** Text under study follows **

# Articles Explaining the Theory, then Debunking Macroevolution?



## Romans922 (Apr 27, 2011)

I'm preaching through Genesis, just started and wanted to preach a sermon partly dealing with evolution to give the people some ammunition against evolutionists and to better testify about the great power of our God in creation, etc.

WHAT I'M LOOKING FOR:

Online articles explaining some basic evolutionary theories and what 'they' use to back up their beliefs and then something systematic that debunks the whole thing and shows it to be ridiculous, and that the only possibility is God and His creation.

Anything like that?


----------



## sastark (Apr 27, 2011)

I'm not sure if this is what you're looking for, but here are a couple of good sites for debunking evolution:

Evolution News
Answers in Genesis
Uncommon Descent

An example of a great article (In my humble opinion) from Evolution News is the two-parter by Paul Nelson: Understanding Ontogenetic Depth: Part 1 and Part 2.

Let me know if that is the sort of thing you had in mind or not.


----------



## Grimmson (Apr 27, 2011)

You may find some material from the recent Creation Conference at Carlisle Reformed Presbyterian Church useful. It was posted on April 14, 2011. The link is the following:
Carlisle Reformed Presbyterian Church

The one on the age of the earth was interesting, by Frank Sherwin and Randy Guliuzza . The following is the link for all of those interested:
http://www.carlislepca.org/files/4.9.11-sherwin--gulliuza---the-age-of-the-earth.mp3


----------



## MMasztal (Apr 27, 2011)

on the above references

I’d also challenge some of the presuppositions (in this case unsubstantiated conjecture) the evolutionists use and build their system upon.


----------



## Grimmson (Apr 27, 2011)

** End of Text under study **
** Source information follows **

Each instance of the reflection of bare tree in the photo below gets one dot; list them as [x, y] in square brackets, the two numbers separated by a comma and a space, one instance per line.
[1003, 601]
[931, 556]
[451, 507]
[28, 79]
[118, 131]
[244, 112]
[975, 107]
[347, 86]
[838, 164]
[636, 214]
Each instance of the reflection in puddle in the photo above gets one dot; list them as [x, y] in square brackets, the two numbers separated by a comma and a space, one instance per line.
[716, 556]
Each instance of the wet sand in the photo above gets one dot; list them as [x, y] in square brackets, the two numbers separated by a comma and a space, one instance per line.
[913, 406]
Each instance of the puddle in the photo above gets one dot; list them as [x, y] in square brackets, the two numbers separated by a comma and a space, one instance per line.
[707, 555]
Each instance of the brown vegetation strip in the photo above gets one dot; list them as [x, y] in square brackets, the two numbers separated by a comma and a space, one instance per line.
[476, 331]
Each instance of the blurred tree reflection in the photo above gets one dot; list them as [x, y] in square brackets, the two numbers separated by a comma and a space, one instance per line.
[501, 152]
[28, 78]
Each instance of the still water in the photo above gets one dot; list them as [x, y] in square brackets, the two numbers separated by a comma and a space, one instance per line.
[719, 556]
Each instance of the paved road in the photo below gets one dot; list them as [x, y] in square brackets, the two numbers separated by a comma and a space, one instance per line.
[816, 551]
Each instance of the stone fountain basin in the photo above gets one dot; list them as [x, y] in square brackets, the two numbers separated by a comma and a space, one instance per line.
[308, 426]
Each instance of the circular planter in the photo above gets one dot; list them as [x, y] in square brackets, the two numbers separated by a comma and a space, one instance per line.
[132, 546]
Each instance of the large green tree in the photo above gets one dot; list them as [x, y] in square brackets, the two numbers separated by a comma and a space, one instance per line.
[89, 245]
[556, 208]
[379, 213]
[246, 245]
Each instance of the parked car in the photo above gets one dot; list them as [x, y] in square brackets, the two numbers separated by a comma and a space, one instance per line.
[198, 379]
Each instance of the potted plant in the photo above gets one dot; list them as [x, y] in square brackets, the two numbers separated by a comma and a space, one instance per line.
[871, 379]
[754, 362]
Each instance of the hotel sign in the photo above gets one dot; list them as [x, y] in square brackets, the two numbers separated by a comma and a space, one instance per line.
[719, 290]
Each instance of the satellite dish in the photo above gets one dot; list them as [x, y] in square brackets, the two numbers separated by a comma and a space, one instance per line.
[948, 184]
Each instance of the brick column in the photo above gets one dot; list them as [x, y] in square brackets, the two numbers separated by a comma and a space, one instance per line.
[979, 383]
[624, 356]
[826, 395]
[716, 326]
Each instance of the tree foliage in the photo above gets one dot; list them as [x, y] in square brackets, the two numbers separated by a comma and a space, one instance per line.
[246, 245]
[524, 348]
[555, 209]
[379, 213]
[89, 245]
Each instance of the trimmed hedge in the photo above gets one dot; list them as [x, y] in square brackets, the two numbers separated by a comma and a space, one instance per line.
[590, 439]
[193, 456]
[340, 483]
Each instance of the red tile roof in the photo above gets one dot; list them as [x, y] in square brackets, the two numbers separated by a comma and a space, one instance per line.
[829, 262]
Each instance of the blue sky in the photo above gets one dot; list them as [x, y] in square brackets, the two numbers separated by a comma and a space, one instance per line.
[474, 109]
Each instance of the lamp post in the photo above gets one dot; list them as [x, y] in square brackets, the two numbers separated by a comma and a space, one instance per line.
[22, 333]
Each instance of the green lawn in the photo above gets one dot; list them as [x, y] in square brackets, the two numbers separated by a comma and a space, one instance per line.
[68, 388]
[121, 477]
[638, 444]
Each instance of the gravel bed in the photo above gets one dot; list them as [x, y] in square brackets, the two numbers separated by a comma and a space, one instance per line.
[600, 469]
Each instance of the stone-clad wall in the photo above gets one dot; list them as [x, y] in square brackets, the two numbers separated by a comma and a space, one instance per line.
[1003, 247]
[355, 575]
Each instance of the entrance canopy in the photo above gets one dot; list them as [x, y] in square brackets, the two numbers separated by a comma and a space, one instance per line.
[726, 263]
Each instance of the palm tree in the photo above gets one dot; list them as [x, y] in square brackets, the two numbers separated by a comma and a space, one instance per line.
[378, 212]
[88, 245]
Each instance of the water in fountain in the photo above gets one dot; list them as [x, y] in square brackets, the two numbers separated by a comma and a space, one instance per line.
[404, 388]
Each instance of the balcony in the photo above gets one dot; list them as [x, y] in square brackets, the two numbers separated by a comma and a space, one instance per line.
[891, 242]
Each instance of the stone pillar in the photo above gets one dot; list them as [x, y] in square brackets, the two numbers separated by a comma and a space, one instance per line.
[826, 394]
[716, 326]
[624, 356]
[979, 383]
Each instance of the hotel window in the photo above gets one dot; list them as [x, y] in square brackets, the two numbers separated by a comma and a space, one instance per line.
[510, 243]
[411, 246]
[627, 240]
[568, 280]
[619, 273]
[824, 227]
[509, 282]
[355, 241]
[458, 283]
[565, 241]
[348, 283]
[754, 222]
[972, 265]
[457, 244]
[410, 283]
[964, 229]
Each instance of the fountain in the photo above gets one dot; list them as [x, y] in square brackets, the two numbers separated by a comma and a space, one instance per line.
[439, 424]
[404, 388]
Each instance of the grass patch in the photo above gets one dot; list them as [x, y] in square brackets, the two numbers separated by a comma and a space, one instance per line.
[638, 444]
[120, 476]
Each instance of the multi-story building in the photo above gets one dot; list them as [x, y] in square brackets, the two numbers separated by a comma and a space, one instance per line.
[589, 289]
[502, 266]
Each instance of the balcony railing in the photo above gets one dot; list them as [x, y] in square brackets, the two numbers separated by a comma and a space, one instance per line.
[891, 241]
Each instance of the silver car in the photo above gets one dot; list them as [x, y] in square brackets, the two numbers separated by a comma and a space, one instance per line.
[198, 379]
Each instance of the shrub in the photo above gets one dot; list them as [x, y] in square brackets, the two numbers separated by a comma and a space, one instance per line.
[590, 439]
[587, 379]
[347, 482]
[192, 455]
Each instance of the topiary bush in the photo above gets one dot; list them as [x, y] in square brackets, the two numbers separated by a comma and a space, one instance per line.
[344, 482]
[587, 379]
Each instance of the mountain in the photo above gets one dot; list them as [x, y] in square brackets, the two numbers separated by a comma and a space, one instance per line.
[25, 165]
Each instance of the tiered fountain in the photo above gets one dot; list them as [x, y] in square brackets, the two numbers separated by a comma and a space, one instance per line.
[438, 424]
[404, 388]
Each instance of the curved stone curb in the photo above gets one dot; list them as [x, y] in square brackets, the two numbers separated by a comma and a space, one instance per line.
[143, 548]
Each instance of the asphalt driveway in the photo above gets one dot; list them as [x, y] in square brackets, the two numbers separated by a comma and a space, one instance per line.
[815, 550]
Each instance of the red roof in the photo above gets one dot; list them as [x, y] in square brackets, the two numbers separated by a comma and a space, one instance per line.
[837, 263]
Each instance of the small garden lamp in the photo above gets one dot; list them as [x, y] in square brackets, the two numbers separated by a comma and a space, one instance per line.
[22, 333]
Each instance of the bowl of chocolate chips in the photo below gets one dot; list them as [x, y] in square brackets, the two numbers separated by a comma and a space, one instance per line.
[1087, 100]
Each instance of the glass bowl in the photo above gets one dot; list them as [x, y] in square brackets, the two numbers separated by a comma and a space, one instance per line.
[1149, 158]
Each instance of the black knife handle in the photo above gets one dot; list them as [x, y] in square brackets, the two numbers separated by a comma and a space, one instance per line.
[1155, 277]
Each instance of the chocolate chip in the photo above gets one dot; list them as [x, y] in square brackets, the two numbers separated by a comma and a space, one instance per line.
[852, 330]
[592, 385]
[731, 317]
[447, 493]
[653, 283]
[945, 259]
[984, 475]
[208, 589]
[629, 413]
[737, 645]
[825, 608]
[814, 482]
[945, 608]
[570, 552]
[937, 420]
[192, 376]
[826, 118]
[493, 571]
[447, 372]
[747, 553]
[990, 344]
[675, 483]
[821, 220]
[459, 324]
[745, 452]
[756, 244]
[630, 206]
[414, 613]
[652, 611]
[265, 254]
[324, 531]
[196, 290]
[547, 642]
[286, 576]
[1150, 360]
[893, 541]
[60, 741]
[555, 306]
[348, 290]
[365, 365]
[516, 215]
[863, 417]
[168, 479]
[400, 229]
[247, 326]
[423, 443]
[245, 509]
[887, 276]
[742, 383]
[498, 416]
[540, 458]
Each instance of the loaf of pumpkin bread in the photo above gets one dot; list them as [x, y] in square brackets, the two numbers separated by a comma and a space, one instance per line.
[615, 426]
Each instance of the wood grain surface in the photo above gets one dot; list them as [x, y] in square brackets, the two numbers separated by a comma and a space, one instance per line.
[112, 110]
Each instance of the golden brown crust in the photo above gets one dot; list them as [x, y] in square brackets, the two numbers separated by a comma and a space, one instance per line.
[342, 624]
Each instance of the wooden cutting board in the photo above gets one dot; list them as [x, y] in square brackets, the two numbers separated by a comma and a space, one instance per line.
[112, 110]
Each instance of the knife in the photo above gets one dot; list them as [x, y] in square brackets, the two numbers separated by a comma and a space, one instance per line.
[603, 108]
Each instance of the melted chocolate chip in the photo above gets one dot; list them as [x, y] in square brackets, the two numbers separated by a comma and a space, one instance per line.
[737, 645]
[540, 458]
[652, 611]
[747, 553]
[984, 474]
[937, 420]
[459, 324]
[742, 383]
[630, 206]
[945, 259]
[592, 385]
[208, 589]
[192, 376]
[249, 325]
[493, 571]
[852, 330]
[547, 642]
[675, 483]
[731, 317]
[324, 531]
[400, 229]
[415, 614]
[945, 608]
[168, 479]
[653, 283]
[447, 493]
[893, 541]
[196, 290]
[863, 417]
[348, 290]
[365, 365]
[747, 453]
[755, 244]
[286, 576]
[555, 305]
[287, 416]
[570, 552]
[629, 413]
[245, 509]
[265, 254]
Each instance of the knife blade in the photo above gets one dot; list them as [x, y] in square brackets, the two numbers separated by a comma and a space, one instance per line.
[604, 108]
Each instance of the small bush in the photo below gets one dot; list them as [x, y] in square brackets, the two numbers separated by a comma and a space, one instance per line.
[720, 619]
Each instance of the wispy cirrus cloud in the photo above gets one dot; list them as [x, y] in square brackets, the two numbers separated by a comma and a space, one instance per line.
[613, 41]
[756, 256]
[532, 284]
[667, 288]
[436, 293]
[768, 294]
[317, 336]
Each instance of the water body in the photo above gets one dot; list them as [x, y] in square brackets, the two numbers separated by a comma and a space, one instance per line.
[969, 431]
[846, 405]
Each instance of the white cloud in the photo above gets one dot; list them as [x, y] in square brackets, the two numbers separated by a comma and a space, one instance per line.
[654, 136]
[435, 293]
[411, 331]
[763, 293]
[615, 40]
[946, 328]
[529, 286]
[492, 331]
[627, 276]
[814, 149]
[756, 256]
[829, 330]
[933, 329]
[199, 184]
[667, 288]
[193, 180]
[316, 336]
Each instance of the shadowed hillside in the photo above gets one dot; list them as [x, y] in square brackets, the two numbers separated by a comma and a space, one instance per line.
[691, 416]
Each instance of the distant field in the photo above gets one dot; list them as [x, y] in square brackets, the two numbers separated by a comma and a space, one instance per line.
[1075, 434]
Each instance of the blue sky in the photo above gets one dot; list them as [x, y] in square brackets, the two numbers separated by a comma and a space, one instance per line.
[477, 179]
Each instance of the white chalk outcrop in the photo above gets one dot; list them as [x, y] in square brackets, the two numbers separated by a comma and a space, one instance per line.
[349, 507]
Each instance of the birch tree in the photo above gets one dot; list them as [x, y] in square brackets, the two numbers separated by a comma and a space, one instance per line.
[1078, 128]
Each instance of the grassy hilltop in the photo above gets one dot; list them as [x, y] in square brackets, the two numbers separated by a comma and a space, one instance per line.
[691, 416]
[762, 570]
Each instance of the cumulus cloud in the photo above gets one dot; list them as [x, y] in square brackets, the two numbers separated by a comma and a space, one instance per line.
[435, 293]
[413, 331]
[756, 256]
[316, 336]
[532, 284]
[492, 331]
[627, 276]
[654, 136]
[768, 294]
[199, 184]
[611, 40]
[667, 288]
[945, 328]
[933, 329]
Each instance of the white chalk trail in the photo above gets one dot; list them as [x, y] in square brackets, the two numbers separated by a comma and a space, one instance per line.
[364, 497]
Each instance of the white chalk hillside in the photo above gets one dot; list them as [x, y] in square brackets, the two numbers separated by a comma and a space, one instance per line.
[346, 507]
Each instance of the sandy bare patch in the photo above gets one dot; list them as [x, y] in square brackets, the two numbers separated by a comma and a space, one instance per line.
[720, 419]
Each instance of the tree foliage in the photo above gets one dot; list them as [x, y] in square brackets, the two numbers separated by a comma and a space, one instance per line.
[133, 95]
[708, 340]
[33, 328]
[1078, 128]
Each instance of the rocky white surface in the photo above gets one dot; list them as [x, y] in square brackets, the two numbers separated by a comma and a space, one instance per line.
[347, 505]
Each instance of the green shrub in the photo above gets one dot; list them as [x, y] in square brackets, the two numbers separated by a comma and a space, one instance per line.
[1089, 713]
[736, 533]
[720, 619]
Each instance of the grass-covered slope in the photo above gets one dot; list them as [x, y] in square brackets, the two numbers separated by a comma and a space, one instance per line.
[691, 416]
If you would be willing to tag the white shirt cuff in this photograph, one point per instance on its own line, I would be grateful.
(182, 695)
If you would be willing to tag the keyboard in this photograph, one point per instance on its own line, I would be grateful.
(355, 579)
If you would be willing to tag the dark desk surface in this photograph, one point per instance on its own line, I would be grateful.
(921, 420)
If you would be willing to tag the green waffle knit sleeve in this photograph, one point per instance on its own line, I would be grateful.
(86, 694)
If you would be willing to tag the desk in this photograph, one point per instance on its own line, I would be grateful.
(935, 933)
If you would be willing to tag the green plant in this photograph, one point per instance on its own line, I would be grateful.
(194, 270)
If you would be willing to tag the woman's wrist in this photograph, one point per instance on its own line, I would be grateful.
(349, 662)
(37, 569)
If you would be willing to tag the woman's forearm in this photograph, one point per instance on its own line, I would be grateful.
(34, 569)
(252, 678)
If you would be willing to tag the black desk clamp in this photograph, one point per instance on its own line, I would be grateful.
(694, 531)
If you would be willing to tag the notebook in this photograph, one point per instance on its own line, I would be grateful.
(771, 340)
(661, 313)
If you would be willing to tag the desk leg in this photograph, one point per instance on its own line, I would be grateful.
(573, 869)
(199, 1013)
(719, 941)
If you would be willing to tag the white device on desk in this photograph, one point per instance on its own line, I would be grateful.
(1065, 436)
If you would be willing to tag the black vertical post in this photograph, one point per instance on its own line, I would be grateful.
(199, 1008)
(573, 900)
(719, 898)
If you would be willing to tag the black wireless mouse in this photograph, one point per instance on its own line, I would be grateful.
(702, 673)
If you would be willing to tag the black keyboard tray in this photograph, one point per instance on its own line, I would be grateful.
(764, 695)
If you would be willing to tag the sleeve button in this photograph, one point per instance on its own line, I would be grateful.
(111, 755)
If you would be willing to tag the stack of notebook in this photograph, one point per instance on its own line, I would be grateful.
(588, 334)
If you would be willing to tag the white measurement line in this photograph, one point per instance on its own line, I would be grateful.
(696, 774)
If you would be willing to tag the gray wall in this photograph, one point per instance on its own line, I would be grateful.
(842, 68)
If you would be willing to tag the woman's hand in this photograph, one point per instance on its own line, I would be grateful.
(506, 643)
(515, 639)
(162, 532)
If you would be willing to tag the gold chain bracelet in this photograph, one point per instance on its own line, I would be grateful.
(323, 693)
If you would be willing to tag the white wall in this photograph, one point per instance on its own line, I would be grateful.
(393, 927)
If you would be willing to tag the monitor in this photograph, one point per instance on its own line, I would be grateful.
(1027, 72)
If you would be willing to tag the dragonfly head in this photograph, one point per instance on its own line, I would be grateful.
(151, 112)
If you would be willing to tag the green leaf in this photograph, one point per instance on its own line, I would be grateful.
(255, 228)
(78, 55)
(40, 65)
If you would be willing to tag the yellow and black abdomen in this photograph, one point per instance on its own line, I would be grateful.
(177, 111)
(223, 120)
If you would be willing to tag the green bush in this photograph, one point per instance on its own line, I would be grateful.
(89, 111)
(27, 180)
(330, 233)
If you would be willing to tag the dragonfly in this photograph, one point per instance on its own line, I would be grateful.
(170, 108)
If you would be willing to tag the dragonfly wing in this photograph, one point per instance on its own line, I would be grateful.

** End of Source information **

**Instructions to follow:** In the forum thread about debunking macroevolution, who presented the talk on the age of the earth at the Creation Conference?

**Reply:** Frank Sherwin and Randy Guliuzza